◆ Aim
Identify each line in the rows below that contains the word "front" and copy it out. Count a line only when the word matches in case.
======
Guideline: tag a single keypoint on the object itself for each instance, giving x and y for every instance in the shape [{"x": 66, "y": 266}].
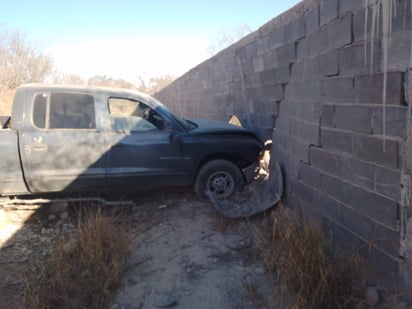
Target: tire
[{"x": 221, "y": 178}]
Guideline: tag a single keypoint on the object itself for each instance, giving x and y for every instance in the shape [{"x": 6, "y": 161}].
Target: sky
[{"x": 132, "y": 39}]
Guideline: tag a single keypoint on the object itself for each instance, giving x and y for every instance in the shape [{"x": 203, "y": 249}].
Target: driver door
[{"x": 141, "y": 151}]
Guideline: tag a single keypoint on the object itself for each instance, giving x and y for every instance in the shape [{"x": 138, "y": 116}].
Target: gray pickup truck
[{"x": 73, "y": 139}]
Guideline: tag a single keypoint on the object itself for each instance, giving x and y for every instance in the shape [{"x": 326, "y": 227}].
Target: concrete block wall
[{"x": 303, "y": 80}]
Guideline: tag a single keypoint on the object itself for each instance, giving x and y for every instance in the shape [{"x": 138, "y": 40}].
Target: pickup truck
[{"x": 74, "y": 139}]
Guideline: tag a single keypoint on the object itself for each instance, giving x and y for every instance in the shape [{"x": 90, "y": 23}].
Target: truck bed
[{"x": 11, "y": 176}]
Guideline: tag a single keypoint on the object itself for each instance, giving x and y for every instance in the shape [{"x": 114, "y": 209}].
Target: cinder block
[
  {"x": 388, "y": 183},
  {"x": 312, "y": 20},
  {"x": 320, "y": 66},
  {"x": 324, "y": 160},
  {"x": 333, "y": 139},
  {"x": 297, "y": 71},
  {"x": 318, "y": 41},
  {"x": 302, "y": 49},
  {"x": 327, "y": 117},
  {"x": 262, "y": 45},
  {"x": 328, "y": 206},
  {"x": 303, "y": 90},
  {"x": 375, "y": 206},
  {"x": 354, "y": 118},
  {"x": 328, "y": 11},
  {"x": 277, "y": 38},
  {"x": 267, "y": 77},
  {"x": 271, "y": 60},
  {"x": 339, "y": 32},
  {"x": 357, "y": 172},
  {"x": 258, "y": 64},
  {"x": 387, "y": 240},
  {"x": 368, "y": 88},
  {"x": 372, "y": 149},
  {"x": 295, "y": 30},
  {"x": 299, "y": 148},
  {"x": 338, "y": 90},
  {"x": 286, "y": 54},
  {"x": 359, "y": 25},
  {"x": 328, "y": 63},
  {"x": 347, "y": 6},
  {"x": 357, "y": 223},
  {"x": 399, "y": 55},
  {"x": 396, "y": 121},
  {"x": 250, "y": 51},
  {"x": 309, "y": 175},
  {"x": 337, "y": 188},
  {"x": 302, "y": 191},
  {"x": 309, "y": 132},
  {"x": 352, "y": 59},
  {"x": 282, "y": 74}
]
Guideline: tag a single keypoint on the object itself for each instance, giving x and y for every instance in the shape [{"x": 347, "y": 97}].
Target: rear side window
[{"x": 64, "y": 111}]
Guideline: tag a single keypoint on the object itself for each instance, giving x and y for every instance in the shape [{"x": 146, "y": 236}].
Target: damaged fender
[{"x": 257, "y": 197}]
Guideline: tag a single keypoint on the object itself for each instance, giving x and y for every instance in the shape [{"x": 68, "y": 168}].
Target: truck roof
[{"x": 110, "y": 91}]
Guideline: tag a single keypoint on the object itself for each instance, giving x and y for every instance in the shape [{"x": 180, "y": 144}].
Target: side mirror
[{"x": 176, "y": 140}]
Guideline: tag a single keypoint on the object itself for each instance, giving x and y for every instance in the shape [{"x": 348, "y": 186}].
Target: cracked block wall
[{"x": 304, "y": 81}]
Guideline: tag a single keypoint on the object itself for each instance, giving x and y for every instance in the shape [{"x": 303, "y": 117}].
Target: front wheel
[{"x": 221, "y": 178}]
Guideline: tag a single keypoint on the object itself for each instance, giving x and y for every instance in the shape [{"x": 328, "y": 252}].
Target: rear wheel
[{"x": 221, "y": 178}]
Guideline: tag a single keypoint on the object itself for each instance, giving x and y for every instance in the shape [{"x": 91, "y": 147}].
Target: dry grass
[
  {"x": 304, "y": 271},
  {"x": 85, "y": 269}
]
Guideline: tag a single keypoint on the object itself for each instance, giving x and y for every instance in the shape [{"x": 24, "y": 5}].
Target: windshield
[{"x": 186, "y": 124}]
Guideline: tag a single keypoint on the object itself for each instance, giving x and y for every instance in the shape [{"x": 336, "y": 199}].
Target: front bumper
[{"x": 250, "y": 172}]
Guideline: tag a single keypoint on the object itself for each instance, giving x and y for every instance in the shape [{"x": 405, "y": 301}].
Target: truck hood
[{"x": 206, "y": 126}]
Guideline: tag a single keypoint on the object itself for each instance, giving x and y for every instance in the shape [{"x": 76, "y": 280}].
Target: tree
[
  {"x": 21, "y": 62},
  {"x": 226, "y": 38}
]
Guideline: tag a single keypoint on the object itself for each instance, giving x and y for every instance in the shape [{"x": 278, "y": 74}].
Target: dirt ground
[{"x": 185, "y": 253}]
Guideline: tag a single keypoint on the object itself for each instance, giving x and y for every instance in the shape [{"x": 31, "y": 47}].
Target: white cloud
[{"x": 130, "y": 58}]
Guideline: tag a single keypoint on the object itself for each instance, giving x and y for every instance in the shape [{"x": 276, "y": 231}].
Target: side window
[
  {"x": 64, "y": 111},
  {"x": 130, "y": 115},
  {"x": 39, "y": 110},
  {"x": 71, "y": 111}
]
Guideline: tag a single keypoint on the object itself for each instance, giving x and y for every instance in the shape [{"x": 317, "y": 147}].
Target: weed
[
  {"x": 85, "y": 269},
  {"x": 304, "y": 270}
]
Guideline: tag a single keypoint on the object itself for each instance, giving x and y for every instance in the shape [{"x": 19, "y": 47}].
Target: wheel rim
[{"x": 220, "y": 184}]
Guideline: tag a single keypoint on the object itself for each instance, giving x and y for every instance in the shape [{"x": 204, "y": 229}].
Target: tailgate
[{"x": 11, "y": 176}]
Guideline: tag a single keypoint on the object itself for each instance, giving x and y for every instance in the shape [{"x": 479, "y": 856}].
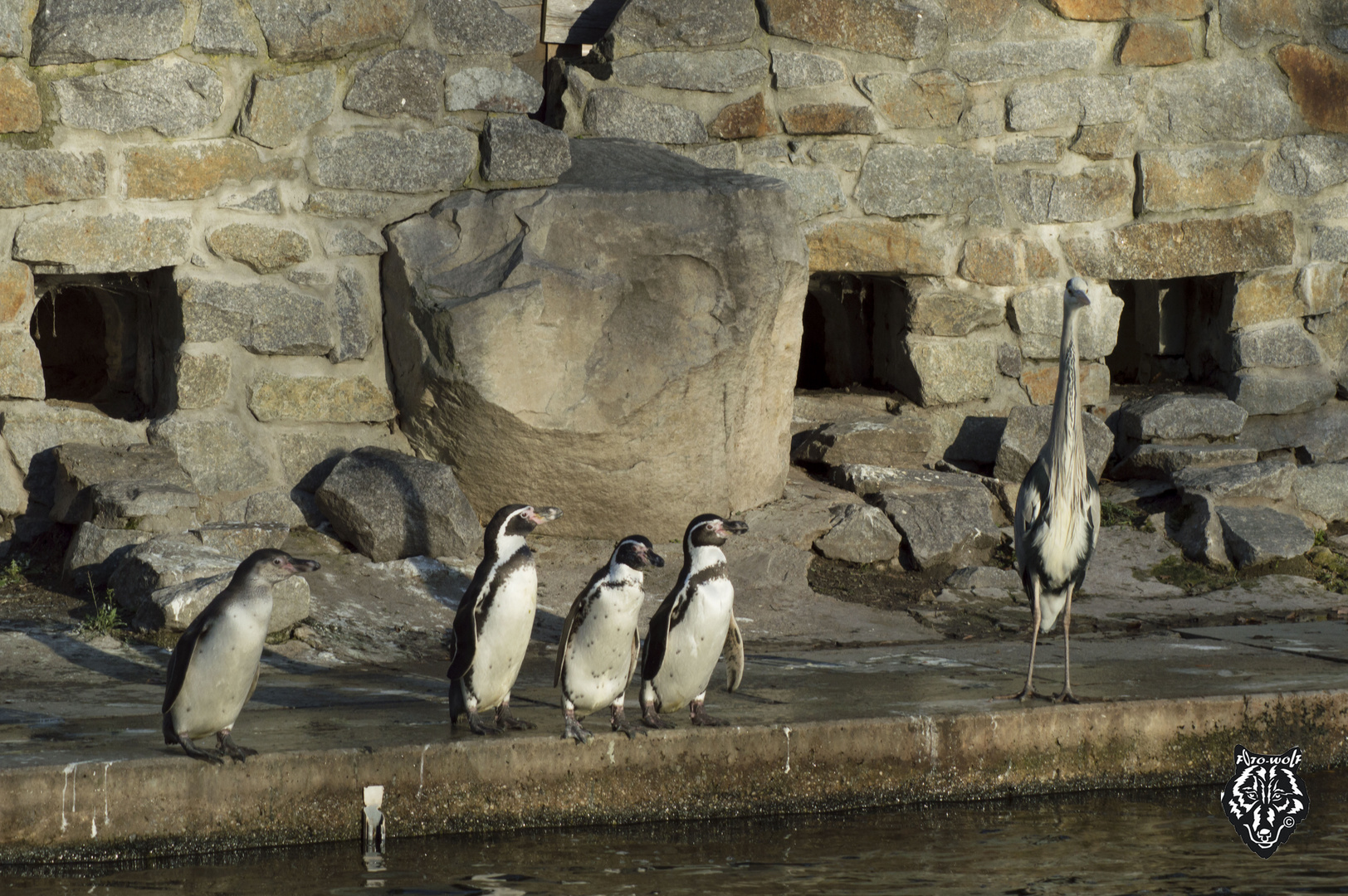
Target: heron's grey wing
[{"x": 734, "y": 656}]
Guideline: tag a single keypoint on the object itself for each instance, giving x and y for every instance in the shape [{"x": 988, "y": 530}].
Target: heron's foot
[
  {"x": 650, "y": 718},
  {"x": 576, "y": 732},
  {"x": 701, "y": 718},
  {"x": 620, "y": 723},
  {"x": 237, "y": 752}
]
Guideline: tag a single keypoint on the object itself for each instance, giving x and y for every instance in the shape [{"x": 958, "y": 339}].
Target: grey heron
[{"x": 1057, "y": 514}]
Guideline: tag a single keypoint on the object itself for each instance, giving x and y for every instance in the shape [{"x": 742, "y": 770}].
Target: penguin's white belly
[
  {"x": 505, "y": 637},
  {"x": 220, "y": 673},
  {"x": 695, "y": 645},
  {"x": 598, "y": 658}
]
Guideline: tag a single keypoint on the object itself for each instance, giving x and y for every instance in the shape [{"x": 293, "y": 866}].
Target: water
[{"x": 1136, "y": 842}]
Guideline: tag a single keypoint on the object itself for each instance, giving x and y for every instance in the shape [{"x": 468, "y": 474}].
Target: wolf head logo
[{"x": 1265, "y": 801}]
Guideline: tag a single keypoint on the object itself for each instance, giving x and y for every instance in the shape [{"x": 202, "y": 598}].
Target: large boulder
[{"x": 622, "y": 343}]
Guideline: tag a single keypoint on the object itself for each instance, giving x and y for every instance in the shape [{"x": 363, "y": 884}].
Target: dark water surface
[{"x": 1134, "y": 842}]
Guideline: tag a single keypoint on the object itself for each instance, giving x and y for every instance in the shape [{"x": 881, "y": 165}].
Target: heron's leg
[{"x": 1065, "y": 694}]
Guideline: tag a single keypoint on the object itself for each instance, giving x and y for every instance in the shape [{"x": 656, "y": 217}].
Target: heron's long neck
[{"x": 1067, "y": 444}]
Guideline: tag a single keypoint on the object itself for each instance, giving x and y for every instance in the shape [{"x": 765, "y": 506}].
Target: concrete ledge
[{"x": 99, "y": 810}]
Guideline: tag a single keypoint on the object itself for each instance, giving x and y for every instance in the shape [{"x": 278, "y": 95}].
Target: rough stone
[
  {"x": 1097, "y": 192},
  {"x": 201, "y": 377},
  {"x": 1181, "y": 416},
  {"x": 34, "y": 177},
  {"x": 1261, "y": 533},
  {"x": 1116, "y": 10},
  {"x": 320, "y": 399},
  {"x": 90, "y": 30},
  {"x": 700, "y": 247},
  {"x": 903, "y": 30},
  {"x": 882, "y": 247},
  {"x": 1037, "y": 315},
  {"x": 1281, "y": 391},
  {"x": 1028, "y": 431},
  {"x": 1043, "y": 150},
  {"x": 740, "y": 120},
  {"x": 220, "y": 30},
  {"x": 792, "y": 69},
  {"x": 518, "y": 149},
  {"x": 1072, "y": 103},
  {"x": 860, "y": 533},
  {"x": 1308, "y": 163},
  {"x": 21, "y": 367},
  {"x": 216, "y": 453},
  {"x": 265, "y": 317},
  {"x": 1322, "y": 489},
  {"x": 891, "y": 441},
  {"x": 814, "y": 190},
  {"x": 494, "y": 90},
  {"x": 926, "y": 100},
  {"x": 1228, "y": 100},
  {"x": 19, "y": 108},
  {"x": 390, "y": 505},
  {"x": 1204, "y": 178},
  {"x": 900, "y": 181},
  {"x": 715, "y": 71},
  {"x": 1011, "y": 60},
  {"x": 96, "y": 553},
  {"x": 174, "y": 606},
  {"x": 75, "y": 243},
  {"x": 196, "y": 168},
  {"x": 1196, "y": 247},
  {"x": 654, "y": 25},
  {"x": 173, "y": 96},
  {"x": 261, "y": 248},
  {"x": 1155, "y": 43},
  {"x": 1317, "y": 84},
  {"x": 1270, "y": 480},
  {"x": 1277, "y": 345},
  {"x": 403, "y": 81},
  {"x": 281, "y": 108},
  {"x": 829, "y": 118},
  {"x": 408, "y": 162},
  {"x": 300, "y": 32}
]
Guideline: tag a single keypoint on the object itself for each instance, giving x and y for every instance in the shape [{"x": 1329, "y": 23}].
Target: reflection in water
[{"x": 1136, "y": 842}]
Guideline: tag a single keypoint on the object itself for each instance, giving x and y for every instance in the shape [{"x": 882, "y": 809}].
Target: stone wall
[{"x": 983, "y": 151}]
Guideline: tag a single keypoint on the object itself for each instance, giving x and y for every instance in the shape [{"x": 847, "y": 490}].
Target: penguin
[
  {"x": 691, "y": 626},
  {"x": 494, "y": 620},
  {"x": 213, "y": 669},
  {"x": 596, "y": 654}
]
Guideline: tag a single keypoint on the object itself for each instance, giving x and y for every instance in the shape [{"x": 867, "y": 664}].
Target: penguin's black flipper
[{"x": 734, "y": 655}]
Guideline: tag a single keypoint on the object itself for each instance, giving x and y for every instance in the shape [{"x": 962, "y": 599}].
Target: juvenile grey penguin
[
  {"x": 495, "y": 619},
  {"x": 213, "y": 669},
  {"x": 691, "y": 627},
  {"x": 598, "y": 651}
]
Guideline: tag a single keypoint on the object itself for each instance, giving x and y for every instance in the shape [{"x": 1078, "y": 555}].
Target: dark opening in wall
[
  {"x": 96, "y": 337},
  {"x": 1170, "y": 332}
]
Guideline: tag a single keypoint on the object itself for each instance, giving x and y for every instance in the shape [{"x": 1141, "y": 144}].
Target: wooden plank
[{"x": 577, "y": 21}]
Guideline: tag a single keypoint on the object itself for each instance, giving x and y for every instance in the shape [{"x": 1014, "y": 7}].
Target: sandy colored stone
[
  {"x": 261, "y": 248},
  {"x": 19, "y": 108},
  {"x": 1197, "y": 247},
  {"x": 1118, "y": 10},
  {"x": 320, "y": 399},
  {"x": 881, "y": 246},
  {"x": 1317, "y": 84},
  {"x": 745, "y": 119},
  {"x": 1204, "y": 178},
  {"x": 1041, "y": 383},
  {"x": 829, "y": 118},
  {"x": 196, "y": 168},
  {"x": 17, "y": 295},
  {"x": 1154, "y": 43}
]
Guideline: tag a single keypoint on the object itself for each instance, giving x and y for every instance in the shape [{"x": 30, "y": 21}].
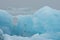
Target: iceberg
[
  {"x": 5, "y": 22},
  {"x": 47, "y": 19},
  {"x": 25, "y": 25}
]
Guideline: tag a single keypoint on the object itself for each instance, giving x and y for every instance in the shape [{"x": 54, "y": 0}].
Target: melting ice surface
[{"x": 46, "y": 23}]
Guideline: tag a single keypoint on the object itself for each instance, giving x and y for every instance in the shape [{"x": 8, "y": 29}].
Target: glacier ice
[
  {"x": 5, "y": 21},
  {"x": 48, "y": 19},
  {"x": 43, "y": 25},
  {"x": 25, "y": 25}
]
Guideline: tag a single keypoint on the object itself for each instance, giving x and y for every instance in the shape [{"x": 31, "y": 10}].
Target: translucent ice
[
  {"x": 48, "y": 19},
  {"x": 5, "y": 21},
  {"x": 25, "y": 25}
]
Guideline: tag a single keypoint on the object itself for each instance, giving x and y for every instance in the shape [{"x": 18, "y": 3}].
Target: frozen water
[
  {"x": 25, "y": 25},
  {"x": 5, "y": 21},
  {"x": 48, "y": 19}
]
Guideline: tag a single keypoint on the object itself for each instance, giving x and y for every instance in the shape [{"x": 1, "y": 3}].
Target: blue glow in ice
[
  {"x": 5, "y": 21},
  {"x": 25, "y": 25},
  {"x": 48, "y": 18}
]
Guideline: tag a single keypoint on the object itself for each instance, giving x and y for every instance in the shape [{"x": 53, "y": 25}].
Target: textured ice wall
[
  {"x": 48, "y": 19},
  {"x": 5, "y": 21},
  {"x": 25, "y": 25}
]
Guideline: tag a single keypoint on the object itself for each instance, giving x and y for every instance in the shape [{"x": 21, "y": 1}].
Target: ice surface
[
  {"x": 5, "y": 21},
  {"x": 43, "y": 25},
  {"x": 48, "y": 19},
  {"x": 25, "y": 25}
]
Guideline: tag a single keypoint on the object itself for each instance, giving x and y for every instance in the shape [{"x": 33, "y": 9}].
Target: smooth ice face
[
  {"x": 48, "y": 18},
  {"x": 25, "y": 25},
  {"x": 5, "y": 21}
]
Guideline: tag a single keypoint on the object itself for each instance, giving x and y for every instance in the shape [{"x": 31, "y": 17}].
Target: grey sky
[{"x": 33, "y": 4}]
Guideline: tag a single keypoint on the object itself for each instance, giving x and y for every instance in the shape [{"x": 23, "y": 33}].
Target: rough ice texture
[
  {"x": 5, "y": 21},
  {"x": 25, "y": 25},
  {"x": 45, "y": 22},
  {"x": 48, "y": 19}
]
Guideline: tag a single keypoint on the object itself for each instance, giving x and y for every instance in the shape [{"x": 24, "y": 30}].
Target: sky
[{"x": 32, "y": 4}]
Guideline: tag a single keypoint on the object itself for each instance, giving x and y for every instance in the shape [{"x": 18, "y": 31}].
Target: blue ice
[
  {"x": 48, "y": 18},
  {"x": 5, "y": 21},
  {"x": 25, "y": 25}
]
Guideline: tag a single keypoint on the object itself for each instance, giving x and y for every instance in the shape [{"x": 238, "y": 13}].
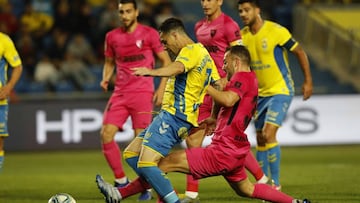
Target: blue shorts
[
  {"x": 271, "y": 110},
  {"x": 3, "y": 120},
  {"x": 164, "y": 132}
]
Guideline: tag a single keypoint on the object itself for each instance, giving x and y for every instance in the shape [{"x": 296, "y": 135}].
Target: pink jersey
[
  {"x": 131, "y": 50},
  {"x": 216, "y": 36},
  {"x": 233, "y": 121}
]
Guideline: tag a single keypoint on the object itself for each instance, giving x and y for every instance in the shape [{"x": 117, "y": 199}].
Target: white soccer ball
[{"x": 62, "y": 198}]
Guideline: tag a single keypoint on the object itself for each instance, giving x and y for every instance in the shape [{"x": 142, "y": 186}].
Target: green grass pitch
[{"x": 324, "y": 174}]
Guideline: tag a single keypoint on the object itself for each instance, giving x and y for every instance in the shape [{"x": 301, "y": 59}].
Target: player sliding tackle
[{"x": 226, "y": 154}]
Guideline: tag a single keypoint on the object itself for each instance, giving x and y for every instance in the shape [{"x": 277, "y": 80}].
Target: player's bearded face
[
  {"x": 128, "y": 14},
  {"x": 248, "y": 13},
  {"x": 210, "y": 6}
]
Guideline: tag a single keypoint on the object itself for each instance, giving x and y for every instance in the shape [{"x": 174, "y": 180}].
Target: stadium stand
[{"x": 327, "y": 79}]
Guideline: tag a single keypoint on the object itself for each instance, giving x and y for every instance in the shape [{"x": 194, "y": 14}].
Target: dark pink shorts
[
  {"x": 212, "y": 161},
  {"x": 138, "y": 106}
]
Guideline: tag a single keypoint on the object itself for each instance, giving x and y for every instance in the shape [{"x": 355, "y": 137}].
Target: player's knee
[
  {"x": 246, "y": 189},
  {"x": 107, "y": 135},
  {"x": 146, "y": 168}
]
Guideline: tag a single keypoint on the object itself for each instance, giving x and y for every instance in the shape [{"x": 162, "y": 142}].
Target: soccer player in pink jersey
[
  {"x": 226, "y": 154},
  {"x": 216, "y": 32},
  {"x": 126, "y": 47}
]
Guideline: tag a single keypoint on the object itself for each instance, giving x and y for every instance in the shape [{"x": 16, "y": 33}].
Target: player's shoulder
[
  {"x": 115, "y": 31},
  {"x": 227, "y": 19},
  {"x": 4, "y": 37},
  {"x": 199, "y": 23},
  {"x": 245, "y": 30},
  {"x": 146, "y": 28},
  {"x": 274, "y": 26}
]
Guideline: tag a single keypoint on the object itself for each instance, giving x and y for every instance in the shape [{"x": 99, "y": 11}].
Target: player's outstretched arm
[
  {"x": 307, "y": 87},
  {"x": 172, "y": 69},
  {"x": 108, "y": 70}
]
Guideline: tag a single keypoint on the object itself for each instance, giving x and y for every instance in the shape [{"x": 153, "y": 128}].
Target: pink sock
[
  {"x": 192, "y": 185},
  {"x": 112, "y": 154},
  {"x": 136, "y": 186},
  {"x": 265, "y": 192},
  {"x": 252, "y": 165}
]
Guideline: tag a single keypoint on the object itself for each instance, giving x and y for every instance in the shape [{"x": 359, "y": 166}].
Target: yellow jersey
[
  {"x": 185, "y": 92},
  {"x": 8, "y": 55},
  {"x": 269, "y": 59}
]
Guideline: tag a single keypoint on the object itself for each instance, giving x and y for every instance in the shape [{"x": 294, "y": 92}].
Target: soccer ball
[{"x": 62, "y": 198}]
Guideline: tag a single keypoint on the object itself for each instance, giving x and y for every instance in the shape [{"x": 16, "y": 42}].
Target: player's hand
[
  {"x": 209, "y": 124},
  {"x": 141, "y": 71},
  {"x": 158, "y": 97},
  {"x": 104, "y": 84},
  {"x": 307, "y": 90},
  {"x": 5, "y": 92}
]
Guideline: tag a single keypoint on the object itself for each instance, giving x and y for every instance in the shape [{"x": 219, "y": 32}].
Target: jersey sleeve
[
  {"x": 189, "y": 56},
  {"x": 108, "y": 50},
  {"x": 214, "y": 74},
  {"x": 237, "y": 84},
  {"x": 11, "y": 54},
  {"x": 285, "y": 38},
  {"x": 156, "y": 45},
  {"x": 232, "y": 32}
]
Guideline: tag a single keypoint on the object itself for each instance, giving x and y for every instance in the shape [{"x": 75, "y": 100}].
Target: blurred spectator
[
  {"x": 46, "y": 72},
  {"x": 97, "y": 6},
  {"x": 80, "y": 48},
  {"x": 163, "y": 11},
  {"x": 43, "y": 6},
  {"x": 36, "y": 23},
  {"x": 82, "y": 20},
  {"x": 146, "y": 15},
  {"x": 56, "y": 47},
  {"x": 75, "y": 70},
  {"x": 18, "y": 7},
  {"x": 63, "y": 17},
  {"x": 109, "y": 18},
  {"x": 8, "y": 19},
  {"x": 27, "y": 50}
]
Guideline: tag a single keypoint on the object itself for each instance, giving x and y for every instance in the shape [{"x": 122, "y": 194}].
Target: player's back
[
  {"x": 185, "y": 92},
  {"x": 233, "y": 121},
  {"x": 131, "y": 50},
  {"x": 216, "y": 36},
  {"x": 269, "y": 58}
]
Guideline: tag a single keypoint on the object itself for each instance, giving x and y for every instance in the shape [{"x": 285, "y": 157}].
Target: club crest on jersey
[
  {"x": 264, "y": 44},
  {"x": 212, "y": 33},
  {"x": 139, "y": 43}
]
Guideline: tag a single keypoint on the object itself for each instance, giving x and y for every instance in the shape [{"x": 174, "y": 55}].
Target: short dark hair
[
  {"x": 240, "y": 51},
  {"x": 129, "y": 2},
  {"x": 171, "y": 24},
  {"x": 253, "y": 2}
]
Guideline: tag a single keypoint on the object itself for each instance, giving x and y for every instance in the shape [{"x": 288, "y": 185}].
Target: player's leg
[
  {"x": 277, "y": 108},
  {"x": 252, "y": 165},
  {"x": 164, "y": 132},
  {"x": 4, "y": 132},
  {"x": 261, "y": 151},
  {"x": 141, "y": 114},
  {"x": 265, "y": 192},
  {"x": 192, "y": 185},
  {"x": 196, "y": 140},
  {"x": 2, "y": 153},
  {"x": 274, "y": 153},
  {"x": 115, "y": 115}
]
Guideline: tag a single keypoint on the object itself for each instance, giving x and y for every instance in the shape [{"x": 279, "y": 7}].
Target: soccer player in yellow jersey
[
  {"x": 189, "y": 76},
  {"x": 8, "y": 56},
  {"x": 268, "y": 43}
]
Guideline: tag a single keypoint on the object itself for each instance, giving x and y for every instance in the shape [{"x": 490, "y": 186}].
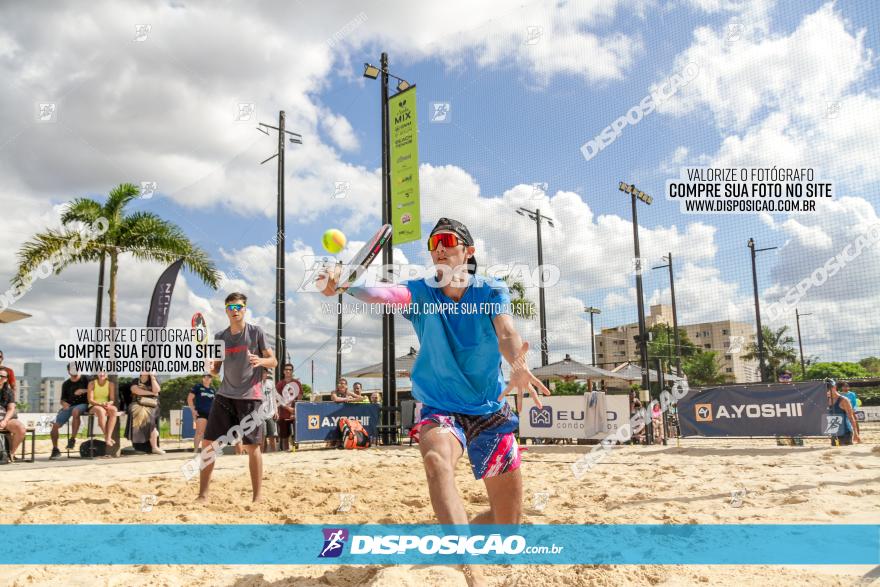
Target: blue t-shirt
[
  {"x": 204, "y": 397},
  {"x": 459, "y": 365},
  {"x": 853, "y": 399}
]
======
◆ Problem solution
Target: front wheel
Target: front bumper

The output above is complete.